_Your instructions_:
Gather every line in the records below that contains the string "black", and copy each one.

_Supplied records_:
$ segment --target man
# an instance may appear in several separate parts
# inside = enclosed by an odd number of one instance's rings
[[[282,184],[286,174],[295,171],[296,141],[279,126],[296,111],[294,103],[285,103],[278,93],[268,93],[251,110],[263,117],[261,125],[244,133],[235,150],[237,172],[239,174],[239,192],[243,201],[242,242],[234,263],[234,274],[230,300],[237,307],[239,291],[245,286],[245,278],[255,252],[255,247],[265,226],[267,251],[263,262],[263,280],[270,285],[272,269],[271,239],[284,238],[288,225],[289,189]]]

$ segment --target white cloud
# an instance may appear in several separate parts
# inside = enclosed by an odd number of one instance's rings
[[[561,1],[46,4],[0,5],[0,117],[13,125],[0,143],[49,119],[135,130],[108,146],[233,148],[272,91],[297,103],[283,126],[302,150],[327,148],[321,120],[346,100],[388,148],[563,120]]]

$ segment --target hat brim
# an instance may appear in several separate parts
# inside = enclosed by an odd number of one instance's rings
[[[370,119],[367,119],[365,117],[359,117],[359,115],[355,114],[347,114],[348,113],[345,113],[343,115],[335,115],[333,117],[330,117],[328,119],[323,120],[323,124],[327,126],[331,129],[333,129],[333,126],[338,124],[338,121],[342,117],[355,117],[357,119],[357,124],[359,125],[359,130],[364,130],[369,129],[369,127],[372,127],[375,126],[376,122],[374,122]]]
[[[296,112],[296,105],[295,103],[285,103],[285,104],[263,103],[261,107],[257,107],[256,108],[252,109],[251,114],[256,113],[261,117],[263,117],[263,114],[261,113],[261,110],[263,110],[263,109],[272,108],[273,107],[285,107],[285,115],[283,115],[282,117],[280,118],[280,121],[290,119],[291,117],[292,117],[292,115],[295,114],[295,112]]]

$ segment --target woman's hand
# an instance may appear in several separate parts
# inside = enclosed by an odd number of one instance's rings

...

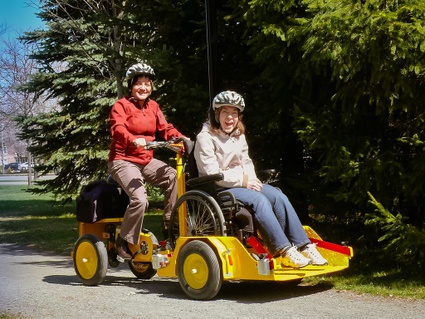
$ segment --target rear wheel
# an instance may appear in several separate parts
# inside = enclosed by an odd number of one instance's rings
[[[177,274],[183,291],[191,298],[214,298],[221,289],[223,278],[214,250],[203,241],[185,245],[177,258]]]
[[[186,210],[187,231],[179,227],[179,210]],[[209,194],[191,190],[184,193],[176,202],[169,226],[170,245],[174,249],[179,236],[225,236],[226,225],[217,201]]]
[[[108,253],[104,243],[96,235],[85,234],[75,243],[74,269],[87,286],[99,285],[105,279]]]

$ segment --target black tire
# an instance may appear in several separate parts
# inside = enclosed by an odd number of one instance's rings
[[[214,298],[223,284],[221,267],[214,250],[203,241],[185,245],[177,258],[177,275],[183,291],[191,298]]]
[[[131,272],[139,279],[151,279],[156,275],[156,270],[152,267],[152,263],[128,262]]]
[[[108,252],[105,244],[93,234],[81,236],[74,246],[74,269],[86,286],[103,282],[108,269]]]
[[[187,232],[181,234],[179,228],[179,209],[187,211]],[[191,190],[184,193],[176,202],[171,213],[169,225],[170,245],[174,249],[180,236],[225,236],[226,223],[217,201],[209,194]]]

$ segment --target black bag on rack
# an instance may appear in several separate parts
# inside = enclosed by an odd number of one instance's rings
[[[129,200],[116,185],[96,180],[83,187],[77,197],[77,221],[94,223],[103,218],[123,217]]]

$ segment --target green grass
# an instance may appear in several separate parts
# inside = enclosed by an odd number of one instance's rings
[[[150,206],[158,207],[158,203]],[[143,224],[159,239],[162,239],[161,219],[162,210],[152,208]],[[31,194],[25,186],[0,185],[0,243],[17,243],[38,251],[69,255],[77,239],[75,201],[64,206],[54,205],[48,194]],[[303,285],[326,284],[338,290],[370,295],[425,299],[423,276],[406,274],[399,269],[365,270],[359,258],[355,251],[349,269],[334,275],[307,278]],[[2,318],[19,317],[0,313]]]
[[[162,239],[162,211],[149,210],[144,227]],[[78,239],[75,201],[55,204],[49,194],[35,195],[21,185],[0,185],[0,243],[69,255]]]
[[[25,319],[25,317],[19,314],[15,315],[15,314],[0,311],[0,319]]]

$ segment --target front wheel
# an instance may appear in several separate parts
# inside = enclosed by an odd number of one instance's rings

_Exercise response_:
$ segment --target black tire
$ segment --target black bag on rack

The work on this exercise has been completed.